Task description
Could you return the full listing below exactly as it appears?

Material shown
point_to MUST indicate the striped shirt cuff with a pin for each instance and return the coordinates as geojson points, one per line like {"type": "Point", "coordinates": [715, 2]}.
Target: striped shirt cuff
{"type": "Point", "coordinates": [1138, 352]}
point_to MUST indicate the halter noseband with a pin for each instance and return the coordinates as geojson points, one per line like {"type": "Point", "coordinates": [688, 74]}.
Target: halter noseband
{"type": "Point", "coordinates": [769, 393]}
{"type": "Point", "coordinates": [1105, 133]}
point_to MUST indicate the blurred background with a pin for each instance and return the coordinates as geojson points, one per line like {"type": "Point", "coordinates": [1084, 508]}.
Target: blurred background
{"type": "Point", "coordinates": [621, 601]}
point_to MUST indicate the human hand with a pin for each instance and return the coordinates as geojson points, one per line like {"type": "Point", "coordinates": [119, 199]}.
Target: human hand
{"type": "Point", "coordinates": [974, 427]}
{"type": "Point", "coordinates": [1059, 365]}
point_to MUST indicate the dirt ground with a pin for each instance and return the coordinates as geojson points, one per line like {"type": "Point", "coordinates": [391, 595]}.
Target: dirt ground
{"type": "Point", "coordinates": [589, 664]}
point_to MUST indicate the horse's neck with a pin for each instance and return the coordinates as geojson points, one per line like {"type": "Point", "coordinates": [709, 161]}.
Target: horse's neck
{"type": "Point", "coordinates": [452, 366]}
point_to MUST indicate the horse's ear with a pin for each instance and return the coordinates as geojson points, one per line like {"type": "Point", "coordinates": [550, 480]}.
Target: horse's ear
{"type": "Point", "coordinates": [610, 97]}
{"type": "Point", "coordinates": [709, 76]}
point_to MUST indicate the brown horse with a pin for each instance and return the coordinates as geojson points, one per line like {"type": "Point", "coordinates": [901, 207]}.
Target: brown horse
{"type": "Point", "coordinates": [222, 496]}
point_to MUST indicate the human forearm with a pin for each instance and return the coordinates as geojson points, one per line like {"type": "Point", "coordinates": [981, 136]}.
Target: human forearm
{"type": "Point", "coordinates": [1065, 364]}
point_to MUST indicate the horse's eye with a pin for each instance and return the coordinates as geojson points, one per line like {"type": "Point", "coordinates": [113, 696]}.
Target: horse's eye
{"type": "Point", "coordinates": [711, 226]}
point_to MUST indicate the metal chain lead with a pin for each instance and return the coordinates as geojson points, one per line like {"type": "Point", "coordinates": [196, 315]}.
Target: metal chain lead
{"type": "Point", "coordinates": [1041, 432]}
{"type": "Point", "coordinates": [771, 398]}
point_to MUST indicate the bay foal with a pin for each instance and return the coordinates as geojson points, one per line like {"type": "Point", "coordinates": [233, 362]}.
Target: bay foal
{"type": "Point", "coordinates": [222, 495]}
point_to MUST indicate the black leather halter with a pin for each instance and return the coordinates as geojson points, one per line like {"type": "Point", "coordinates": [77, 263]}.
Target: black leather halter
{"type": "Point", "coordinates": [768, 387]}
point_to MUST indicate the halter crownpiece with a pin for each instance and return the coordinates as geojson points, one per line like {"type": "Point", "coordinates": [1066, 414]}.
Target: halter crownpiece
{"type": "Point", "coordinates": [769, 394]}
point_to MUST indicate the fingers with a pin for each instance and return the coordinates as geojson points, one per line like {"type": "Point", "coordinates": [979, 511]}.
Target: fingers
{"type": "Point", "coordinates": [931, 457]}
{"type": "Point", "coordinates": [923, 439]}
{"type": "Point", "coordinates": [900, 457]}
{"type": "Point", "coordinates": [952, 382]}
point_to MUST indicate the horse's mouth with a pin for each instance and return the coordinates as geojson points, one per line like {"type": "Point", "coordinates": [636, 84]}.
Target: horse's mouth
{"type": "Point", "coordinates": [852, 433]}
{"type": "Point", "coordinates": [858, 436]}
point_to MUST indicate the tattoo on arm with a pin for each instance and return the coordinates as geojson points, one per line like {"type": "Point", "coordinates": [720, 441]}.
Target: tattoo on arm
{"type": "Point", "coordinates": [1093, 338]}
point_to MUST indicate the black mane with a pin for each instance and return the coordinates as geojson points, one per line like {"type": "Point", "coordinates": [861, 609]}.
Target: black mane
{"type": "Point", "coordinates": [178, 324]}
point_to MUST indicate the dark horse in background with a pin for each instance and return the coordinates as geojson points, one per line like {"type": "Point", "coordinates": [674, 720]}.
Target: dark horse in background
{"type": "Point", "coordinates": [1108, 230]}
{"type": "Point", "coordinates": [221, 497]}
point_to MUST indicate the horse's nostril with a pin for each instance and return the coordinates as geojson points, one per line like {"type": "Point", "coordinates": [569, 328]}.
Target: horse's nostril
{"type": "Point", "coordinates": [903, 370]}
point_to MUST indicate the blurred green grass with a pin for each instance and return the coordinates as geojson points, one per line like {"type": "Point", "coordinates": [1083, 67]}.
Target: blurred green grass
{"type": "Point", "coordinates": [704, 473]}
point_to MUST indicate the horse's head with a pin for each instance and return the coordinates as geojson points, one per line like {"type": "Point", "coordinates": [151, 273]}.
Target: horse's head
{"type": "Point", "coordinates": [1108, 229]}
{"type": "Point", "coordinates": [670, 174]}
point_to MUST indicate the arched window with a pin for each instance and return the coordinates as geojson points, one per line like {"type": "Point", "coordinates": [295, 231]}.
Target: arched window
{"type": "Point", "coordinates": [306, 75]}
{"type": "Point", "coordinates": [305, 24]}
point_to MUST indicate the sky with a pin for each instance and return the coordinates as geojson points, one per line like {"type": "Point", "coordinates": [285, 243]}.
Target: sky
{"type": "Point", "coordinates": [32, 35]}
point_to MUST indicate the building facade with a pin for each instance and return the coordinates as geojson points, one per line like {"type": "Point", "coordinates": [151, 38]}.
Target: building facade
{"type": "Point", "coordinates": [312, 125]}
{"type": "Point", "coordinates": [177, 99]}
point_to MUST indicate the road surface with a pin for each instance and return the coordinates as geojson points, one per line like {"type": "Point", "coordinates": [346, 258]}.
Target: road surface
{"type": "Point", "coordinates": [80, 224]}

Output
point_to MUST indicate the striped shirt cuff with a pin for each instance and return the coordinates as geojson points, one per line like {"type": "Point", "coordinates": [715, 2]}.
Target: striped shirt cuff
{"type": "Point", "coordinates": [1138, 352]}
point_to MUST indicate the halter noseband with a pin for each instance and return the coordinates as geojson points, one per line like {"type": "Point", "coordinates": [688, 74]}.
Target: halter noseband
{"type": "Point", "coordinates": [769, 393]}
{"type": "Point", "coordinates": [1105, 133]}
point_to MUST indicate the blurred background with a pin for each instance and return the coordinates as geojson points, one per line like {"type": "Point", "coordinates": [1084, 508]}.
Target: blurred background
{"type": "Point", "coordinates": [621, 601]}
point_to MUST indicate the human hand with a pin for each instance and return the coordinates as geojson points, one per line like {"type": "Point", "coordinates": [119, 199]}.
Target: human hand
{"type": "Point", "coordinates": [974, 427]}
{"type": "Point", "coordinates": [1059, 365]}
point_to MUST indicate the dirt ground with a pin for each instance and return the coordinates as geojson points, one per line like {"type": "Point", "coordinates": [391, 595]}.
Target: dirt ground
{"type": "Point", "coordinates": [589, 664]}
point_to MUST indicate the horse's neck with a pin for each instance and return the coordinates as geojson points, one per line like {"type": "Point", "coordinates": [709, 161]}.
Target: horse's neck
{"type": "Point", "coordinates": [452, 366]}
point_to MUST indicate the horse's ear with a pin for each instance and return the coordinates as geojson points, one per line like {"type": "Point", "coordinates": [550, 480]}.
Target: horse's ear
{"type": "Point", "coordinates": [610, 97]}
{"type": "Point", "coordinates": [709, 76]}
point_to MUST indicate the brown horse with a pin for each instance and return the coordinates as geojson points, one per line like {"type": "Point", "coordinates": [901, 207]}.
Target: brown horse
{"type": "Point", "coordinates": [222, 496]}
point_to MUST indicate the human forearm with a pin for each instance and return the coordinates as geojson points, one per line like {"type": "Point", "coordinates": [981, 136]}.
Target: human forearm
{"type": "Point", "coordinates": [1065, 364]}
point_to MUST indicate the horse's eye with a pin for each instance and return the coordinates as geojson points, one per line like {"type": "Point", "coordinates": [113, 696]}.
Target: horse's eye
{"type": "Point", "coordinates": [711, 226]}
point_to MUST indicate the metal chain lead with a pin for each instance and return the coordinates as geojson points, one per line like {"type": "Point", "coordinates": [196, 315]}.
Target: metal chain lead
{"type": "Point", "coordinates": [1041, 432]}
{"type": "Point", "coordinates": [771, 398]}
point_to MUST indicate the bay foal with a pin for each instance and return the coordinates as geojson points, one per line like {"type": "Point", "coordinates": [233, 362]}.
Target: bay foal
{"type": "Point", "coordinates": [222, 495]}
point_to MUST indicate the black leather halter with a pin for each instance and return the coordinates as geojson points, one per line like {"type": "Point", "coordinates": [77, 263]}.
Target: black leather halter
{"type": "Point", "coordinates": [768, 387]}
point_to MUST indicate the halter crownpiece with a pin for each instance and return the coordinates as geojson points, one per line like {"type": "Point", "coordinates": [1066, 414]}.
Target: halter crownpiece
{"type": "Point", "coordinates": [769, 394]}
point_to MUST indicate the fingers with a pin for each instance and return the coordinates as geojson points, one per line like {"type": "Point", "coordinates": [979, 511]}.
Target: fingers
{"type": "Point", "coordinates": [931, 457]}
{"type": "Point", "coordinates": [923, 439]}
{"type": "Point", "coordinates": [900, 457]}
{"type": "Point", "coordinates": [952, 382]}
point_to MUST indicate the horse's mouth with a pin for each instance and return the coordinates as geojson points, one per line like {"type": "Point", "coordinates": [636, 84]}.
Target: horse's mouth
{"type": "Point", "coordinates": [852, 433]}
{"type": "Point", "coordinates": [858, 436]}
point_to MUST indicate the tattoo on arm with a pin for each instance and return the coordinates as geojson points, one per line like {"type": "Point", "coordinates": [720, 441]}.
Target: tattoo on arm
{"type": "Point", "coordinates": [1093, 338]}
point_to MUST indicate the black mane with a pin for each instance and return the coordinates as geojson points, one per line like {"type": "Point", "coordinates": [861, 609]}.
Target: black mane
{"type": "Point", "coordinates": [178, 324]}
point_to MUST indicate the dark horse in background with a pin for each instance and return the coordinates as geojson points, one per line like {"type": "Point", "coordinates": [674, 720]}.
Target: dark horse in background
{"type": "Point", "coordinates": [1108, 230]}
{"type": "Point", "coordinates": [221, 497]}
point_to MUST indicate the horse's nostril with a pin for each instance and return the coordinates as geojson points, one per line like {"type": "Point", "coordinates": [569, 328]}.
Target: horse's nostril
{"type": "Point", "coordinates": [903, 370]}
point_to MUST indicate the blurred green grass with a pin for each instance and return the coordinates as geojson points, one per line like {"type": "Point", "coordinates": [1083, 67]}.
Target: blurred green grass
{"type": "Point", "coordinates": [704, 473]}
point_to MUST indicate the horse's head with a pin for each instance and return the coordinates as geojson points, one per line like {"type": "Point", "coordinates": [151, 273]}.
Target: horse's head
{"type": "Point", "coordinates": [1108, 229]}
{"type": "Point", "coordinates": [670, 174]}
point_to MUST indicate the arched window with a pin for each instance and return the coordinates as geojson points, one per line like {"type": "Point", "coordinates": [295, 231]}.
Target: arched window
{"type": "Point", "coordinates": [306, 75]}
{"type": "Point", "coordinates": [305, 24]}
point_to MUST indicate the sky with a pin for each instance and return the coordinates as geojson points, one per line like {"type": "Point", "coordinates": [285, 243]}.
Target: sky
{"type": "Point", "coordinates": [32, 35]}
point_to MUST indicate the building facade with a pin for each instance and return the coordinates as geojson points, one per line like {"type": "Point", "coordinates": [151, 38]}.
Target: building facade
{"type": "Point", "coordinates": [312, 125]}
{"type": "Point", "coordinates": [177, 99]}
point_to MUST indicate the road surface with a pin for each instance and return the coordinates as geojson points, one per line like {"type": "Point", "coordinates": [346, 258]}.
Target: road surface
{"type": "Point", "coordinates": [80, 224]}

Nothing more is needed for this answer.